- WHAT YOU NEED TO DO: The response should consist solely of the line containing "Mark one point on each instance of the black basketball" and the lines after it through the end of the listing below, repeated exactly.

─── DATA PROVIDED

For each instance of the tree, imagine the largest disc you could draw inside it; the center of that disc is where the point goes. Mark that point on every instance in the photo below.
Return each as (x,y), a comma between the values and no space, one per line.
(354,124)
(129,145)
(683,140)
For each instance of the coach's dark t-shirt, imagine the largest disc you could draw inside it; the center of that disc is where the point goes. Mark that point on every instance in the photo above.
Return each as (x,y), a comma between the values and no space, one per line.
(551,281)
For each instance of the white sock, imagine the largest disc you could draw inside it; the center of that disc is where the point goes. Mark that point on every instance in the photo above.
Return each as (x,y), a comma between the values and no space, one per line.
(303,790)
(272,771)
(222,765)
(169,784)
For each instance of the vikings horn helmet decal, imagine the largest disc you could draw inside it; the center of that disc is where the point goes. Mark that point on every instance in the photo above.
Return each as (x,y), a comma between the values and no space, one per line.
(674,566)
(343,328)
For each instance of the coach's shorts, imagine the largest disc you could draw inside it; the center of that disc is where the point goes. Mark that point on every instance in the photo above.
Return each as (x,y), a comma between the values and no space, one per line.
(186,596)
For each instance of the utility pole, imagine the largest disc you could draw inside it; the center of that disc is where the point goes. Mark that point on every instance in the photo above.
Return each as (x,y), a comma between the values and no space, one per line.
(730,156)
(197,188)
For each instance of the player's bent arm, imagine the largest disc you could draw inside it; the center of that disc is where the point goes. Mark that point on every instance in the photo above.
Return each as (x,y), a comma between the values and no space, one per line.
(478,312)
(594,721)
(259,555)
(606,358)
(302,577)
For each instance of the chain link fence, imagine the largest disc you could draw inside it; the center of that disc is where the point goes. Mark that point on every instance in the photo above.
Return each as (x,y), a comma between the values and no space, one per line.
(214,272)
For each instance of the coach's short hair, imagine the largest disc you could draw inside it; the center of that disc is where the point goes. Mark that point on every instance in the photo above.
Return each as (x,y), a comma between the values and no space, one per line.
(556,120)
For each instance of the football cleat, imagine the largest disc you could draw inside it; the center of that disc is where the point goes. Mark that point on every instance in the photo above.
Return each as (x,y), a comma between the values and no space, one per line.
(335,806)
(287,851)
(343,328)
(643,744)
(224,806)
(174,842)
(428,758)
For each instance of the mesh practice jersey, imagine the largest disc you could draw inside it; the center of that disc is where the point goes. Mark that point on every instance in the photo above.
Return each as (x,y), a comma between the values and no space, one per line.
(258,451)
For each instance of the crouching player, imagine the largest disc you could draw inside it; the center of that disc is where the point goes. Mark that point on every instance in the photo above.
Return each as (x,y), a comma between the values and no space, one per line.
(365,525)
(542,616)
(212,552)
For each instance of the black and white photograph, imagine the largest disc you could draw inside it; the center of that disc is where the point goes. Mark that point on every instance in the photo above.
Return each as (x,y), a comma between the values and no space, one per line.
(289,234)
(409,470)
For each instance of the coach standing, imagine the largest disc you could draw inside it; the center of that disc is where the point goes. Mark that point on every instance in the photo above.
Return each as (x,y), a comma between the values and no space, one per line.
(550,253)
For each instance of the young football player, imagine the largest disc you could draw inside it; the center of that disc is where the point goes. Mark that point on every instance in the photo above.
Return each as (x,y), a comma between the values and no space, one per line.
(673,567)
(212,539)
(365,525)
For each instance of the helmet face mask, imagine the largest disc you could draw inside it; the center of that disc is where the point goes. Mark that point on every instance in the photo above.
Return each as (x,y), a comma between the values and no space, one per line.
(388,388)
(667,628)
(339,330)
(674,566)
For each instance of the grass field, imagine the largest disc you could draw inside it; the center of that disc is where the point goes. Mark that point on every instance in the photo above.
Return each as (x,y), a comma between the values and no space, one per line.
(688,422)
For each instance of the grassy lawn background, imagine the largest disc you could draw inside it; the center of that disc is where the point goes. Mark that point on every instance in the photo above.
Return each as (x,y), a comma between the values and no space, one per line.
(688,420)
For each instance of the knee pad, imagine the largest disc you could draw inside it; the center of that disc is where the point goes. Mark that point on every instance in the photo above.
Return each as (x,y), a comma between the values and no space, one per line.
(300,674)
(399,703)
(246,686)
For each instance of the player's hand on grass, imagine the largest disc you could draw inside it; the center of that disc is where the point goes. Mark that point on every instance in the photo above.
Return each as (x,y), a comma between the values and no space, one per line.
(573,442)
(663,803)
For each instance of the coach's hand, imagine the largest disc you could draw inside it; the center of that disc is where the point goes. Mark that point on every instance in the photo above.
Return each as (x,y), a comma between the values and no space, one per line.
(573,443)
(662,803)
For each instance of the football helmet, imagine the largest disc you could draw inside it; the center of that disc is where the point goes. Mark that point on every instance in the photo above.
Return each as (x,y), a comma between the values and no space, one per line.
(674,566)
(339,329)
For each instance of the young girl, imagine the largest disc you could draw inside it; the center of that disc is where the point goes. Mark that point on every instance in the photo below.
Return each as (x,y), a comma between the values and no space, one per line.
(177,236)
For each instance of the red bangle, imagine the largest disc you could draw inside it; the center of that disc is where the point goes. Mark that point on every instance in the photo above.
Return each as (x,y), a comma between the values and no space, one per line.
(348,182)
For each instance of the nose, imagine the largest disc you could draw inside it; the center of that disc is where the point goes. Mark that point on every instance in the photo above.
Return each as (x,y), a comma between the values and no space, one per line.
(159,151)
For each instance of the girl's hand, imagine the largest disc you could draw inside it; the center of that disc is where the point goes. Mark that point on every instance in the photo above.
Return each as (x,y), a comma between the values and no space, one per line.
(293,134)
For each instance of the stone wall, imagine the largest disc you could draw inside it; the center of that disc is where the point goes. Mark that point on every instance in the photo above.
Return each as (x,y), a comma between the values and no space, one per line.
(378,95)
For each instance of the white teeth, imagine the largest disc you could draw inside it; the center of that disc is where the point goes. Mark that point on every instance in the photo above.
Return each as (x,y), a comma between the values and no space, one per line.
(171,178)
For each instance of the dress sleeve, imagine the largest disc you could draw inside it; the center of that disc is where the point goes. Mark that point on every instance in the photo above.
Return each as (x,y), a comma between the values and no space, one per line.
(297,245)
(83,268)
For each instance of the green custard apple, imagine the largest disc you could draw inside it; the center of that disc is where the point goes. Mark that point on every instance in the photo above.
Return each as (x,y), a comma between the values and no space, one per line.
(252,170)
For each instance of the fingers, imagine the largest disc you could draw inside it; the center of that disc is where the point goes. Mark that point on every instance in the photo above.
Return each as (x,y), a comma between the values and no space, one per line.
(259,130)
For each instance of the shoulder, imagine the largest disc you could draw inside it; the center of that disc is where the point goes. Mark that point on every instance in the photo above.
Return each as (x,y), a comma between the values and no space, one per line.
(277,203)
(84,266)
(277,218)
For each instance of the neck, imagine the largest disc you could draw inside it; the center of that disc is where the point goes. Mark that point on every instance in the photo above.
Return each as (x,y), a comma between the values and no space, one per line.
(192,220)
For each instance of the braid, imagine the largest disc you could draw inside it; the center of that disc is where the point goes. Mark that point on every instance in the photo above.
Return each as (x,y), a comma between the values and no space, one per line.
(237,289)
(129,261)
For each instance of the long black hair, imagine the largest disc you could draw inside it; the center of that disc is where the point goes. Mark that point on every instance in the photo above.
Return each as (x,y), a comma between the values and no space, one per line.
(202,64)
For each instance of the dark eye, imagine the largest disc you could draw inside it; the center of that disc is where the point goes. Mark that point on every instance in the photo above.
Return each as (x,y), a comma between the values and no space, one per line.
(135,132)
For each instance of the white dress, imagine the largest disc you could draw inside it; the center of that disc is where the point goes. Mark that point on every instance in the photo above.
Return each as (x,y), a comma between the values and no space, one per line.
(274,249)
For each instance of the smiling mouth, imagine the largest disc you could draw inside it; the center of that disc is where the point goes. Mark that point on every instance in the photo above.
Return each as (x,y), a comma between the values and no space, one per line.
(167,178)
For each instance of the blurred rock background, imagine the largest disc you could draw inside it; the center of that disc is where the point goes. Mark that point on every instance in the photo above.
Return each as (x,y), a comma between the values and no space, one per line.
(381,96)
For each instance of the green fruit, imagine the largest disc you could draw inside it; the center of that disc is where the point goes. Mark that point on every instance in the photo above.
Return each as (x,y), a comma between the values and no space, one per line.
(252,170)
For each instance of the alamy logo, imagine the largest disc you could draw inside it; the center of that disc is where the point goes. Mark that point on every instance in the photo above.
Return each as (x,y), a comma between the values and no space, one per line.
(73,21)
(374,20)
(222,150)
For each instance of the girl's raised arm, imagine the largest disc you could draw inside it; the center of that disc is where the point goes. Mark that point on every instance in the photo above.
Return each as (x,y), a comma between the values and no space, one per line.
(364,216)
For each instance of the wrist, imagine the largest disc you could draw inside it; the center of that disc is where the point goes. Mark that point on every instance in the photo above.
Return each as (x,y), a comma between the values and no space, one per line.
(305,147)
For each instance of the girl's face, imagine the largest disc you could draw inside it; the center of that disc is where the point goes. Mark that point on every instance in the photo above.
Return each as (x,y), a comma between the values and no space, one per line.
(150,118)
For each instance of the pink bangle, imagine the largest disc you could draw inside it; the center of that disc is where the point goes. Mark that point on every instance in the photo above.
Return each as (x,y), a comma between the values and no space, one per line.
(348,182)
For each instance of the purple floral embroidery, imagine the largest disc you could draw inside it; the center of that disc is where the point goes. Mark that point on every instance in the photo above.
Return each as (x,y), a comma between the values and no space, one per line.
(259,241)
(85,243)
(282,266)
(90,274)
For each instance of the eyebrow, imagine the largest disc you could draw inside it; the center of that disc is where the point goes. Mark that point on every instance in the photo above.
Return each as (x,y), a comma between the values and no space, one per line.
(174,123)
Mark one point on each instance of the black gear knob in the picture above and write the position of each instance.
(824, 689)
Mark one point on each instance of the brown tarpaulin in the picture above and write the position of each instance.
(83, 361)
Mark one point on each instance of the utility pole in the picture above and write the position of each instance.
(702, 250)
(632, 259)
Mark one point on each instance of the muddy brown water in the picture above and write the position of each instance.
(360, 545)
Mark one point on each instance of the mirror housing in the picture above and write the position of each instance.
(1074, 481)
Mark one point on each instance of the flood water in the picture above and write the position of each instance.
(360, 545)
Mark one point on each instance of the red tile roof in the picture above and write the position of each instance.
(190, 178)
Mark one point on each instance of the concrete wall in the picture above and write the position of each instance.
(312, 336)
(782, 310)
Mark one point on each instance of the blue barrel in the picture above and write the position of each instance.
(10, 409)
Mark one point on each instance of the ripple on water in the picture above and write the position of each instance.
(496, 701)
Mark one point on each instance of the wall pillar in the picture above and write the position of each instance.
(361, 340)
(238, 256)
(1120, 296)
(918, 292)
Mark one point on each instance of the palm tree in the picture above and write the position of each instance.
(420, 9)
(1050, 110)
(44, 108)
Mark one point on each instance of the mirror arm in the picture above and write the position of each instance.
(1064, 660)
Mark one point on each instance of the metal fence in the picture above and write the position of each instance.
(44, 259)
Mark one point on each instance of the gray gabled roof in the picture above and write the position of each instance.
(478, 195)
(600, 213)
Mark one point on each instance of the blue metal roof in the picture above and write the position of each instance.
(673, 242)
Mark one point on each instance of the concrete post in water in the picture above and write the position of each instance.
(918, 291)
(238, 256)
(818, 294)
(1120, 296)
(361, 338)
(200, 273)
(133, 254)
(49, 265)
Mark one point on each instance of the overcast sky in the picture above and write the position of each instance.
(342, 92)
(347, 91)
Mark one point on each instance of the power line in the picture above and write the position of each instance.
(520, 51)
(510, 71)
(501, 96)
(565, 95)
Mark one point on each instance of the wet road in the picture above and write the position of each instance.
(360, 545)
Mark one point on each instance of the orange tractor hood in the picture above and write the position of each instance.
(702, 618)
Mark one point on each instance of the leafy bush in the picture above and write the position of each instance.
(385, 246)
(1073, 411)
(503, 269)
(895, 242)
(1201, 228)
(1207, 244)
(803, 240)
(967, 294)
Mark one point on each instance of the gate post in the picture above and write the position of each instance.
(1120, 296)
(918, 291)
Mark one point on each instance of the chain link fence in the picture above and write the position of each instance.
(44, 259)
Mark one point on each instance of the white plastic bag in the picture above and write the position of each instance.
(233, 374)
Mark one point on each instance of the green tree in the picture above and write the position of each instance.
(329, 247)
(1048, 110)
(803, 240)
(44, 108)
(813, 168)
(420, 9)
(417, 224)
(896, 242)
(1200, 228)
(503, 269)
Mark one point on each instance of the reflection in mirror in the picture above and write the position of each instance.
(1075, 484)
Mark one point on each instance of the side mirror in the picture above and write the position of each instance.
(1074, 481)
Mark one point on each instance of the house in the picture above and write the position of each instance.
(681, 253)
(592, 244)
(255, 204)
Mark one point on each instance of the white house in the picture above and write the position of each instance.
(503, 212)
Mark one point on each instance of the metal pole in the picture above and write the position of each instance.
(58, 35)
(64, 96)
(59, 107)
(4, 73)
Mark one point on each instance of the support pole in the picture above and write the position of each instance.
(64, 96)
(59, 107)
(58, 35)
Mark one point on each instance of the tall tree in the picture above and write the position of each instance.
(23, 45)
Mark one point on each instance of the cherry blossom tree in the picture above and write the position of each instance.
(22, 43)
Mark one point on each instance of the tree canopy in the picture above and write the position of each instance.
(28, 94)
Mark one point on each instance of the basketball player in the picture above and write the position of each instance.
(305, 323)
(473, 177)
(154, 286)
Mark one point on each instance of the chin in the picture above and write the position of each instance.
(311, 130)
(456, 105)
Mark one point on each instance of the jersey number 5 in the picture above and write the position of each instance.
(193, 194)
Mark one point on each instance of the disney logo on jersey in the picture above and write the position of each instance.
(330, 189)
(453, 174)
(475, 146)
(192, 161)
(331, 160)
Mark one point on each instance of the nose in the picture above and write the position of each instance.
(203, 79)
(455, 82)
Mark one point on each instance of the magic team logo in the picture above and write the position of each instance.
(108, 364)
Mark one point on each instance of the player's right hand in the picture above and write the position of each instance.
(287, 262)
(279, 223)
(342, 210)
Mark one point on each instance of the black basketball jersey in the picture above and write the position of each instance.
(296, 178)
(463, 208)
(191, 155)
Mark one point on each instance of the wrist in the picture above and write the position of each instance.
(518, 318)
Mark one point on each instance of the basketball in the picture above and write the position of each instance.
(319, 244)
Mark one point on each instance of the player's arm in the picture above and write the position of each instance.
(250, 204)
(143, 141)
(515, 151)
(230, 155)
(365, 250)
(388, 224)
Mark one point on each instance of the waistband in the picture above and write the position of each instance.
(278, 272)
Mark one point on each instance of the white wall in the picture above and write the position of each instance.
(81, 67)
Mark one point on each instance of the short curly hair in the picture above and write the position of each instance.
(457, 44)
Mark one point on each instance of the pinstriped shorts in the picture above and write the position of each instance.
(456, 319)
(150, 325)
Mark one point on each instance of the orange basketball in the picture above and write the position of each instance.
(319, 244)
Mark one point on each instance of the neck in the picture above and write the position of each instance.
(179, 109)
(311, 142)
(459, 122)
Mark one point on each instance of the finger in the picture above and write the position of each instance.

──────

- WRITTEN SOLUTION:
Mark one point on each instance of the black basketball jersey in the picture above and write the position of each instance.
(296, 178)
(463, 208)
(191, 155)
Mark one point on each instance of the wrist in the picture above and write the position of each instance.
(518, 318)
Mark one point on each instance of the basketball in the picture above and write the position of each instance.
(319, 244)
Mark one point on each instance of the player's arm in the picture above and write the position of each instance.
(250, 204)
(143, 141)
(515, 151)
(230, 155)
(365, 250)
(388, 224)
Mark one point on each instance of the waistband in the picture above and write the position of each instance.
(278, 272)
Mark one point on each instance of the white wall in the picture above and write the position of each instance.
(81, 67)
Mark one point on each instance of the short curly hair in the picture above and write the position of each instance.
(457, 44)
Mark one point on each instance of the pinstriped shorts in the picture above and write the position of each instance.
(456, 319)
(150, 325)
Mark one point on each instance of the orange basketball in the picture above and write the position of each instance.
(319, 244)
Mark one point on each instance of the neck in the picture above and write the position of each instance.
(179, 109)
(311, 142)
(459, 122)
Mark one point on each instance of the finger in the picture above and write the position of each instance.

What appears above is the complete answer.